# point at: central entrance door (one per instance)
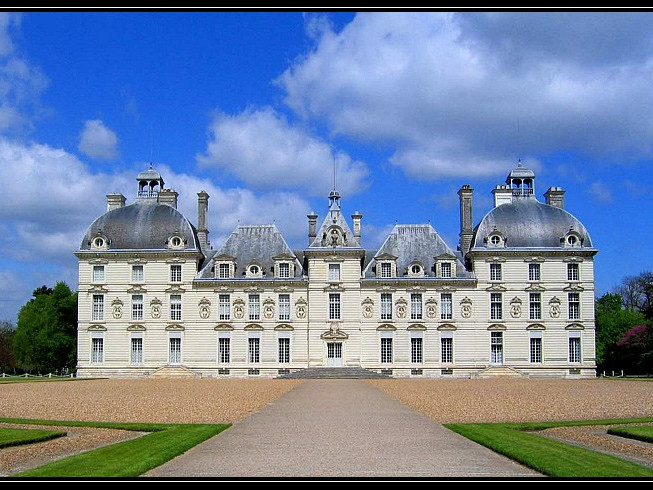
(334, 354)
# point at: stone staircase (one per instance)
(334, 373)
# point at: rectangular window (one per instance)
(446, 306)
(284, 270)
(175, 273)
(137, 351)
(284, 350)
(137, 273)
(254, 307)
(535, 306)
(98, 307)
(386, 269)
(224, 271)
(572, 272)
(386, 349)
(224, 307)
(445, 269)
(574, 349)
(253, 351)
(495, 272)
(386, 306)
(97, 350)
(416, 350)
(574, 306)
(224, 350)
(533, 272)
(334, 306)
(334, 272)
(536, 350)
(98, 273)
(496, 306)
(284, 307)
(446, 349)
(175, 307)
(137, 307)
(415, 306)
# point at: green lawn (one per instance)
(550, 457)
(16, 437)
(128, 458)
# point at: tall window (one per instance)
(284, 307)
(224, 307)
(533, 272)
(334, 306)
(386, 306)
(573, 300)
(536, 349)
(415, 306)
(284, 350)
(175, 273)
(137, 351)
(535, 306)
(175, 307)
(284, 269)
(446, 349)
(98, 273)
(334, 272)
(572, 272)
(416, 350)
(137, 273)
(224, 350)
(495, 272)
(137, 307)
(224, 271)
(386, 269)
(574, 349)
(496, 306)
(253, 351)
(254, 307)
(98, 307)
(97, 349)
(446, 306)
(445, 269)
(386, 349)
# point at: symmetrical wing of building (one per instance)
(517, 294)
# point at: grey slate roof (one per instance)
(415, 242)
(253, 243)
(143, 225)
(528, 223)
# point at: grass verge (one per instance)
(124, 459)
(17, 437)
(550, 457)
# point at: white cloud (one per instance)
(97, 141)
(264, 151)
(463, 93)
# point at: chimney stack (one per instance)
(115, 201)
(168, 197)
(202, 220)
(356, 217)
(555, 196)
(466, 221)
(312, 224)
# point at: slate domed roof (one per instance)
(143, 225)
(528, 223)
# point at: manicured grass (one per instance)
(127, 458)
(641, 433)
(16, 437)
(550, 457)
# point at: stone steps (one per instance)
(335, 373)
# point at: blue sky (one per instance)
(254, 107)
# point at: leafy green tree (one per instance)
(46, 333)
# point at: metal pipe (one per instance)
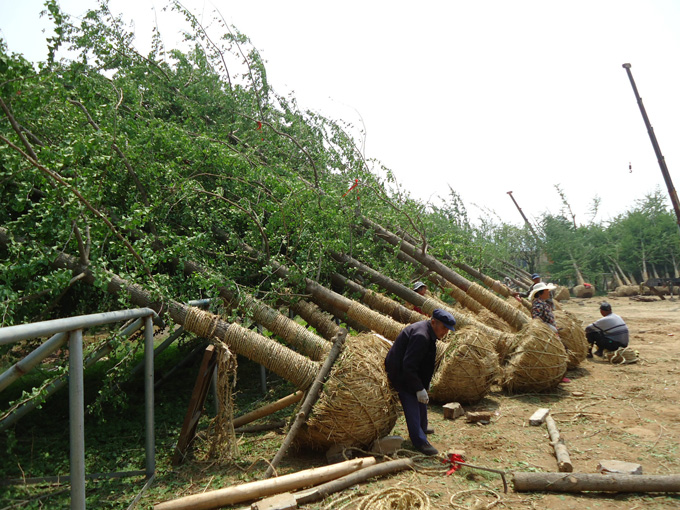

--- WHAT TO PRODUCE ---
Once the pictures are dropped, set down everything else in the records exactly.

--- SOLUTION TO THE PROBLEM ---
# point at: central entrance door (one per instance)
(334, 354)
# point at: stone staircase (one per instance)
(334, 373)
# point at: rectangular window (one per instance)
(446, 306)
(284, 270)
(175, 273)
(137, 351)
(284, 350)
(137, 273)
(254, 307)
(535, 306)
(98, 307)
(386, 269)
(224, 271)
(572, 272)
(386, 349)
(224, 307)
(445, 269)
(574, 349)
(253, 351)
(495, 272)
(386, 306)
(97, 350)
(416, 350)
(574, 306)
(224, 350)
(533, 272)
(334, 306)
(334, 272)
(536, 350)
(98, 273)
(496, 306)
(284, 307)
(446, 349)
(175, 307)
(137, 307)
(415, 306)
# point at: green lawn (one per instance)
(550, 457)
(16, 437)
(128, 458)
# point at: tall window (one per instance)
(284, 307)
(224, 307)
(533, 272)
(334, 306)
(386, 306)
(573, 300)
(536, 349)
(415, 306)
(284, 350)
(175, 273)
(137, 351)
(535, 306)
(175, 307)
(284, 269)
(446, 349)
(98, 273)
(334, 272)
(572, 272)
(416, 350)
(137, 273)
(224, 350)
(495, 272)
(137, 307)
(224, 271)
(386, 269)
(574, 349)
(496, 306)
(253, 351)
(254, 307)
(98, 307)
(97, 349)
(446, 306)
(445, 269)
(386, 349)
# point at: symmetrical wing of building (one per instance)
(517, 294)
# point at: grey slate roof (one per instance)
(415, 242)
(253, 243)
(143, 225)
(528, 223)
# point at: grass verge (one per instance)
(124, 459)
(17, 437)
(550, 457)
# point at: white cloud (one per instance)
(97, 141)
(264, 151)
(463, 93)
# point at: chimney stack (one per instance)
(115, 201)
(168, 197)
(202, 220)
(356, 217)
(555, 196)
(466, 221)
(312, 224)
# point at: slate domed roof (one per instance)
(143, 225)
(528, 223)
# point at: manicured grass (one per instance)
(127, 458)
(641, 433)
(16, 437)
(550, 457)
# point at: stone steps (one per instance)
(335, 373)
# point at: blue sky (one per instance)
(254, 107)
# point at: leafy green tree (one per instance)
(46, 333)
# point at: metal pipe (one per instance)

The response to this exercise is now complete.